APPLY WHAT YOU READ |
1. In the article about the ATO and the six-member SMSF bill, what date is the economics legislation committee due to report back?
2. Finish out the next part of the article about the ATO and the six-member SMSF bill, picking up after its last sentence.

** Opening TEXT SECTION block **

Tax Office gears up for 6-member SMSF bill

The ATO has flagged that if the bill to increase the number of members allowed in an SMSF is passed before 1 July next year, its systems may not be ready in time, but it will look to implement workaround solutions.

Earlier this month, a measure announced in the lead-up to the 2018–19 budget to increase the number of members allowed in an SMSF from four to fix was reintroduced into Parliament, after previously being scrapped prior to the federal election.

The amendments will apply from the start of the first quarter that commences after the act receives royal assent.

The bill was referred to the economics legislation committee on 3 September. The committee is due to report back on 4 November.

While the bill was introduced during the September parliamentary sittings, it is expected to be carried over to the November or December sittings, ATO director Kellie Grant told delegates at the Tax Institute National Superannuation Online Conference.  

 

“If the measure is passed by both houses at that time and receives royal assent, we’ll be looking at a 1 January start date,” Ms Grant said.

“Now, should the law commence before 1 July 2021, our systems may not be ready by that stage, but we will have workarounds in place until those system changes are made to allow up to six members in a fund.”

** Closing TEXT SECTION block **
** Opening DATA EXTRACTS block **

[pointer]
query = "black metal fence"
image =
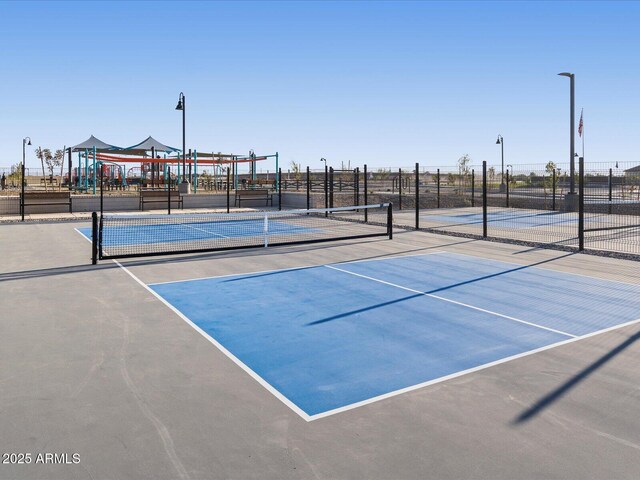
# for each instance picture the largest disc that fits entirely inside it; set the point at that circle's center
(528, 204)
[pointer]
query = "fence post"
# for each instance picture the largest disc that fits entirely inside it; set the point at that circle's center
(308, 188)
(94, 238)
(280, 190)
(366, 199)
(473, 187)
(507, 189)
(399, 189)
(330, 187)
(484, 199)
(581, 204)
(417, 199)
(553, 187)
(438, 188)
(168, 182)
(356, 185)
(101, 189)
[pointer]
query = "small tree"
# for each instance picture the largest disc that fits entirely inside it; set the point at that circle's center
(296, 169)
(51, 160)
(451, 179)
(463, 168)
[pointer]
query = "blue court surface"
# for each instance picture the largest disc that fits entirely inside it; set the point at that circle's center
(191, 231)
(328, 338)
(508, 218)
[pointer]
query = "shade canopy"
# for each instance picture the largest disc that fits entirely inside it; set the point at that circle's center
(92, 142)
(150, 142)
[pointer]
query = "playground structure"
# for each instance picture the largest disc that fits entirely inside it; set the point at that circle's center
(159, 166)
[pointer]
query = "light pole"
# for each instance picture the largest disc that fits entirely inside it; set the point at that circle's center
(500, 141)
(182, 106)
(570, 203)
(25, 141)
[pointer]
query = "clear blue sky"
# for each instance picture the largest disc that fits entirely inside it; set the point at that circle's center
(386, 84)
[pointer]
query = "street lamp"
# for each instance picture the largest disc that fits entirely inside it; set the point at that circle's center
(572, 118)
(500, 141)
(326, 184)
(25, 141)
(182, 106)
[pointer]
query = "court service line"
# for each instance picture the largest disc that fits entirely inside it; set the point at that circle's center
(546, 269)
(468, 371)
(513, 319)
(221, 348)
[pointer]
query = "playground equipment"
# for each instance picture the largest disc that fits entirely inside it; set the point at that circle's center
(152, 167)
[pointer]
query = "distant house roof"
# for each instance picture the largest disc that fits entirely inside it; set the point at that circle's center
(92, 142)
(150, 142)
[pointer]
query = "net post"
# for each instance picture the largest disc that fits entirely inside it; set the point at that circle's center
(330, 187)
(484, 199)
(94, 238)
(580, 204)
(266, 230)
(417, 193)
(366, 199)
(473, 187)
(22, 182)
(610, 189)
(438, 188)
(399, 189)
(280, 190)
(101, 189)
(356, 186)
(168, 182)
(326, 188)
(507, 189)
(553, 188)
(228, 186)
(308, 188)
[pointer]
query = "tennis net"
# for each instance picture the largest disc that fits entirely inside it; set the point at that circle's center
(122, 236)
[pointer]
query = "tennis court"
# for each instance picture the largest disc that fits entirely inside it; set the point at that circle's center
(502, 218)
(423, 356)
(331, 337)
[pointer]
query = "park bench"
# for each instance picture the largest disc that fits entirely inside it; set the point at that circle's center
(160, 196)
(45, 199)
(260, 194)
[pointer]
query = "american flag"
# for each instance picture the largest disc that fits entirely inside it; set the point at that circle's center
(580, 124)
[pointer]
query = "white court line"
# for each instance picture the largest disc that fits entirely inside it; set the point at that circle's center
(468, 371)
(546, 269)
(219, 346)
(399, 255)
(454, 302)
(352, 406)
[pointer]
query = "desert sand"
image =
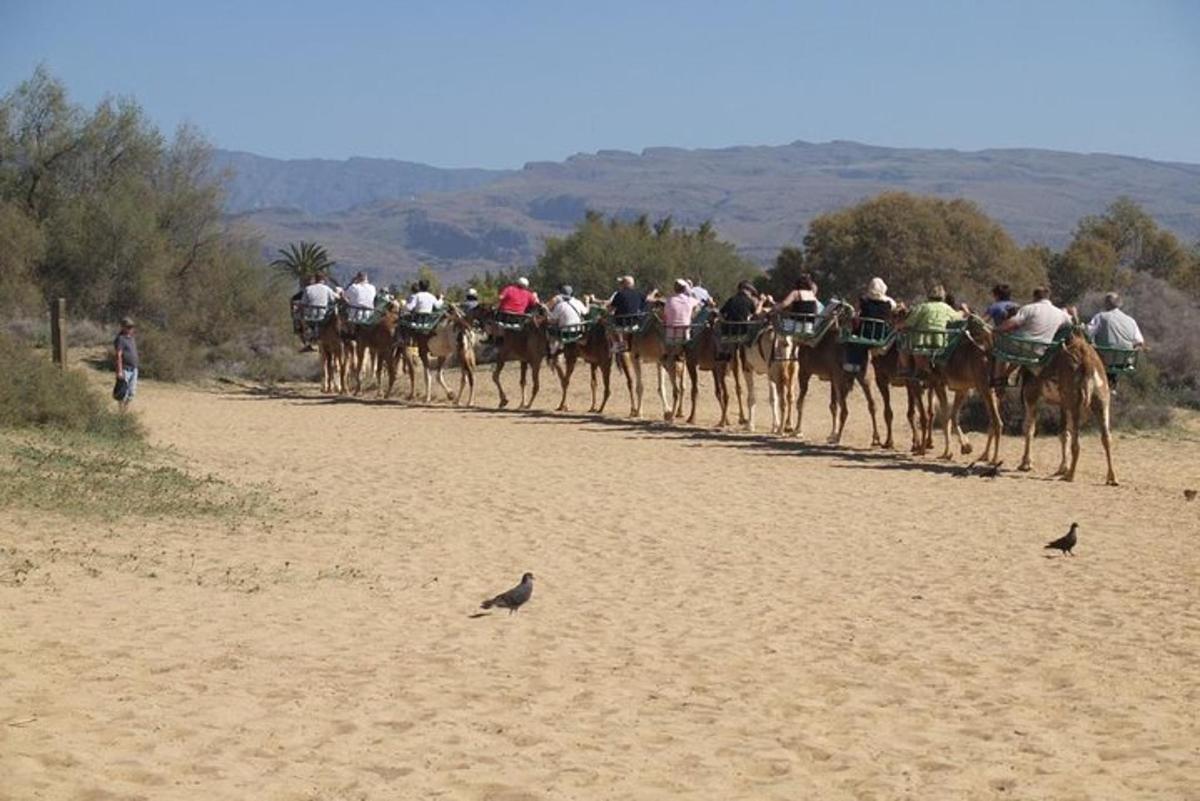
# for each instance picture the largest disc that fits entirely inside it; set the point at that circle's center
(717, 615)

** Closing DATA EXTRACTS block **
** Opening DATA EXTRACTS block **

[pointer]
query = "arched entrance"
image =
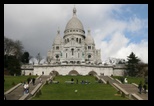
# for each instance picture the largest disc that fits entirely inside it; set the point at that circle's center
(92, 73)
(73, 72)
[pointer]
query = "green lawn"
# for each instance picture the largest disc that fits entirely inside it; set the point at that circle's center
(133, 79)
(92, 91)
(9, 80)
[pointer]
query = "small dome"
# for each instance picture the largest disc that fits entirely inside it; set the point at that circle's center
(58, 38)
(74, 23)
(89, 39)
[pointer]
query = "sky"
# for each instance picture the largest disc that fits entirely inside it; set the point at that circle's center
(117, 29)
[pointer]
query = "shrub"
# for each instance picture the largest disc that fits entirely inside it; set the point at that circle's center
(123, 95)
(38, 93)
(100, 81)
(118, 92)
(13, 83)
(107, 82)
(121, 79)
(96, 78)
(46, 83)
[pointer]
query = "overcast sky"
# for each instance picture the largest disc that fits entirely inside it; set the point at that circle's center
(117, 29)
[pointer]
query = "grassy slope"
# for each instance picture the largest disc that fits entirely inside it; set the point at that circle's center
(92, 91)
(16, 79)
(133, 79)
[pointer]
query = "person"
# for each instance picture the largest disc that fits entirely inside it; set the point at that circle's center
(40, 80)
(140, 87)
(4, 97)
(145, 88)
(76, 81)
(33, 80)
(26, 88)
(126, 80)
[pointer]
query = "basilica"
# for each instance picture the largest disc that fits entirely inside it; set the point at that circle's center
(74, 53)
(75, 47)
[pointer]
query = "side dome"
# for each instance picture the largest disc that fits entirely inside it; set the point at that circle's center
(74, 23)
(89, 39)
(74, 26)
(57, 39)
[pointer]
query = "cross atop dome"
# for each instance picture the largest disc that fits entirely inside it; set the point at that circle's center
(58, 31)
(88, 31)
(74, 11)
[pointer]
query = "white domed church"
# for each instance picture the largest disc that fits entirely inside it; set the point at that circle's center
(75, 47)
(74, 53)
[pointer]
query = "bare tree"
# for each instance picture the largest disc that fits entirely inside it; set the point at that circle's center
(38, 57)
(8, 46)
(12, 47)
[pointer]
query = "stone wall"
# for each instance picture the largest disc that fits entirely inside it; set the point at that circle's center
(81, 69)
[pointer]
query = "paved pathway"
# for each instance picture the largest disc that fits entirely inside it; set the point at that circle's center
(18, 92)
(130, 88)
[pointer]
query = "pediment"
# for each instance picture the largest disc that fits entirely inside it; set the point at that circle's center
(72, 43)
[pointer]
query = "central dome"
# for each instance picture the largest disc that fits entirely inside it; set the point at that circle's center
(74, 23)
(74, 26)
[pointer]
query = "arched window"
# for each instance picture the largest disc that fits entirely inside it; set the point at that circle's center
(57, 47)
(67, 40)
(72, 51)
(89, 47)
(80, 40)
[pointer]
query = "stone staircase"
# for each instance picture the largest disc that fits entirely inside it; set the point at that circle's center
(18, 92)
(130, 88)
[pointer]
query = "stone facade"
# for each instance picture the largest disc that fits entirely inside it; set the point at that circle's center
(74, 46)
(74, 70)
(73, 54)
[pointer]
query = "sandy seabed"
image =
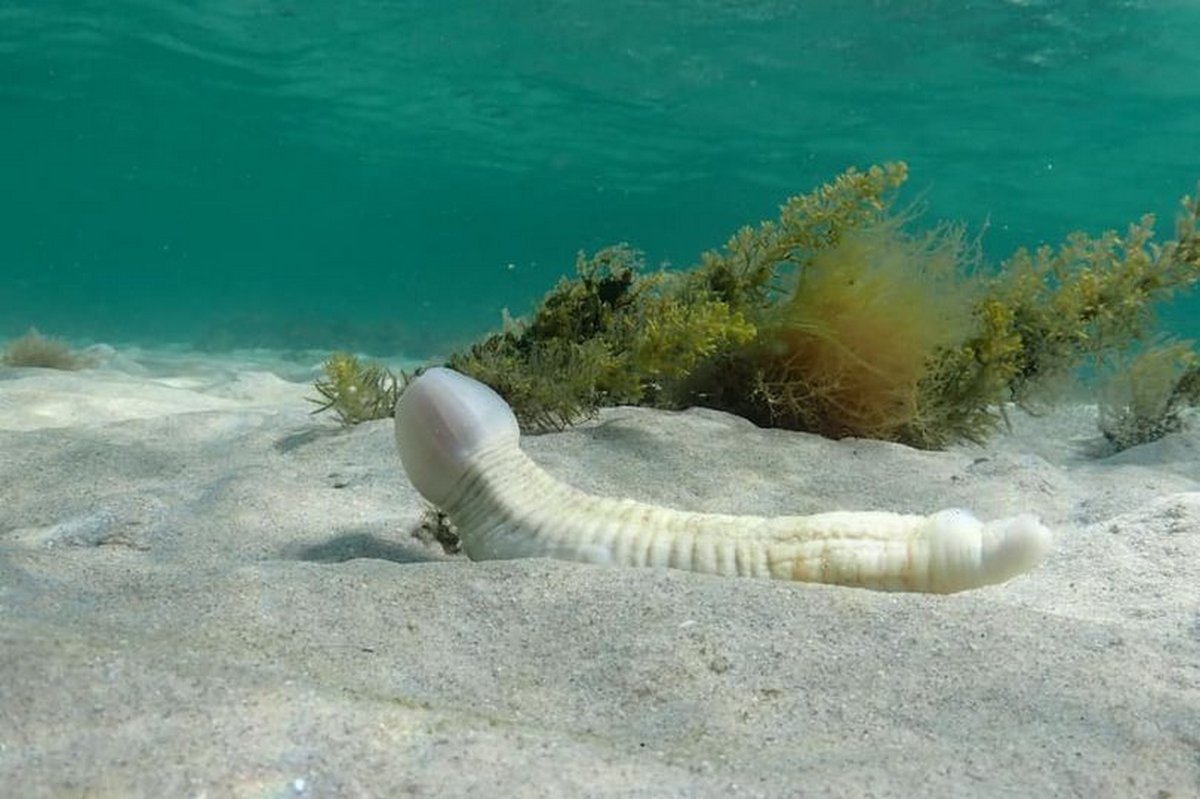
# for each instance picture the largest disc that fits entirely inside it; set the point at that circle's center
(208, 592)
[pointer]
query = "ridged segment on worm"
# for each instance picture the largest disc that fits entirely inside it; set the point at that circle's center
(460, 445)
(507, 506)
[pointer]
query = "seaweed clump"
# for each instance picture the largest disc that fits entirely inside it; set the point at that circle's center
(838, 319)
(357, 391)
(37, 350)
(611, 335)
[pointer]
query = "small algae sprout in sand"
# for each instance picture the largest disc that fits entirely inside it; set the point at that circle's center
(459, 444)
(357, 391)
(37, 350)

** Closing DATA EXTRACTS block **
** Opening DATA EXTRACTS block **

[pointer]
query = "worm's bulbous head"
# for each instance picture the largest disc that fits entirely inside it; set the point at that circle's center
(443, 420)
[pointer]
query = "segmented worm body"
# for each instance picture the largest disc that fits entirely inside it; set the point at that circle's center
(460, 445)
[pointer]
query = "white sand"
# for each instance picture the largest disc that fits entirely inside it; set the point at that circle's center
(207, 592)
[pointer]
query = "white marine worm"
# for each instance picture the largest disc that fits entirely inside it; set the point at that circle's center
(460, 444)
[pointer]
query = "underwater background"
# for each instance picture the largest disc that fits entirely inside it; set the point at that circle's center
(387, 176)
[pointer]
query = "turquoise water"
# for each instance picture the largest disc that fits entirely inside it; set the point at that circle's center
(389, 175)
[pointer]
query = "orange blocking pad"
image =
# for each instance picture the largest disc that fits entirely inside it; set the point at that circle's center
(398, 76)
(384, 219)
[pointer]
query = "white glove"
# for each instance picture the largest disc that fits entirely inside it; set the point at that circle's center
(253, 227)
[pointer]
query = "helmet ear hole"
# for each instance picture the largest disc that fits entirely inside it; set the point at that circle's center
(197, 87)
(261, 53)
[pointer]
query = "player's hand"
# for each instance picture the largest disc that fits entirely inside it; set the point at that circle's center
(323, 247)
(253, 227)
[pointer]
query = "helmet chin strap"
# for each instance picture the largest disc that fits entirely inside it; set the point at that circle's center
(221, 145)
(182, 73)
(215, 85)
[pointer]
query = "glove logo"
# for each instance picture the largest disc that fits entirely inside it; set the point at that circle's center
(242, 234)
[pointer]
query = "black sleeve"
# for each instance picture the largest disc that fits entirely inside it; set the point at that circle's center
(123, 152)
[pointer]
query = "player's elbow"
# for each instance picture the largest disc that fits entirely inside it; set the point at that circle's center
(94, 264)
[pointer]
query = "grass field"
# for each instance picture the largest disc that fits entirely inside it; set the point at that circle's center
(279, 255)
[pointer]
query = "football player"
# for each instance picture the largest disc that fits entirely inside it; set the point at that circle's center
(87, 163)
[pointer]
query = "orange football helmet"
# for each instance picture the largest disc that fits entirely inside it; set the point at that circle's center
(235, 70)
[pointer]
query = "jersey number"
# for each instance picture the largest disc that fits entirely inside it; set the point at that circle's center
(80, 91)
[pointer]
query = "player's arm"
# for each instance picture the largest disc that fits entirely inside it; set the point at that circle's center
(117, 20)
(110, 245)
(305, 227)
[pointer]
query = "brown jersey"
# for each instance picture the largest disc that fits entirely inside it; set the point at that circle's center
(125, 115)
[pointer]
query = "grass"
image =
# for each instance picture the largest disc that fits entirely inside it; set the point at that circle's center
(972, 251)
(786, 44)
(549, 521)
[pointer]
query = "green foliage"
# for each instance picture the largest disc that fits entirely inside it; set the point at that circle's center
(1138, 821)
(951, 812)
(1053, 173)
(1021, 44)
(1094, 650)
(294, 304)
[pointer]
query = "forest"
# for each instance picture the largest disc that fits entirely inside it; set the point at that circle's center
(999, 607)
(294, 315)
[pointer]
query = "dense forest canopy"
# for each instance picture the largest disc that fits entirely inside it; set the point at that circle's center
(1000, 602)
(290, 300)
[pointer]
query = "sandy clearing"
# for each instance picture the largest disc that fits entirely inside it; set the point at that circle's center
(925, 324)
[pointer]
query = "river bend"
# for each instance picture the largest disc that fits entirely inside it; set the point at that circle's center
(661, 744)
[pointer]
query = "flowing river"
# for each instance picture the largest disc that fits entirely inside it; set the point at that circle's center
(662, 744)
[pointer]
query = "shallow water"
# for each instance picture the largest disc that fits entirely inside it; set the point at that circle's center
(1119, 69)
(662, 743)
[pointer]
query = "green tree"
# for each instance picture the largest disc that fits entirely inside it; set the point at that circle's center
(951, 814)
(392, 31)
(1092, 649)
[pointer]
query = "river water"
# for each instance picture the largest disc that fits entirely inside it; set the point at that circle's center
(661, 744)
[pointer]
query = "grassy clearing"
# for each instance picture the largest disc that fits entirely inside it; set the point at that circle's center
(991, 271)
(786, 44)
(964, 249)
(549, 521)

** Closing DATA EXTRACTS block **

ANSWERS BY ITEM NUMBER |
1. 4 November

2.
SMSF trustees and professionals, she said, need to be aware that there will be a period of time where their information may not be readily accessible in the ATO’s systems.

“[They should] also be aware that state-based state law may limit the number of individual members in a certain fund, but of course, that can be overcome by appointing a corporate trustee to the fund,” she said.

Commenting on the bill in an online article, SMSF Alliance principal David Busoli noted that if the measure does become law, the effect of additional members on control and investments will need to be carefully considered.

“Also, due to the Trustee Acts in most states — NSW, Qld, Vic, WA and ACT — a corporate trustee will be required,” he added.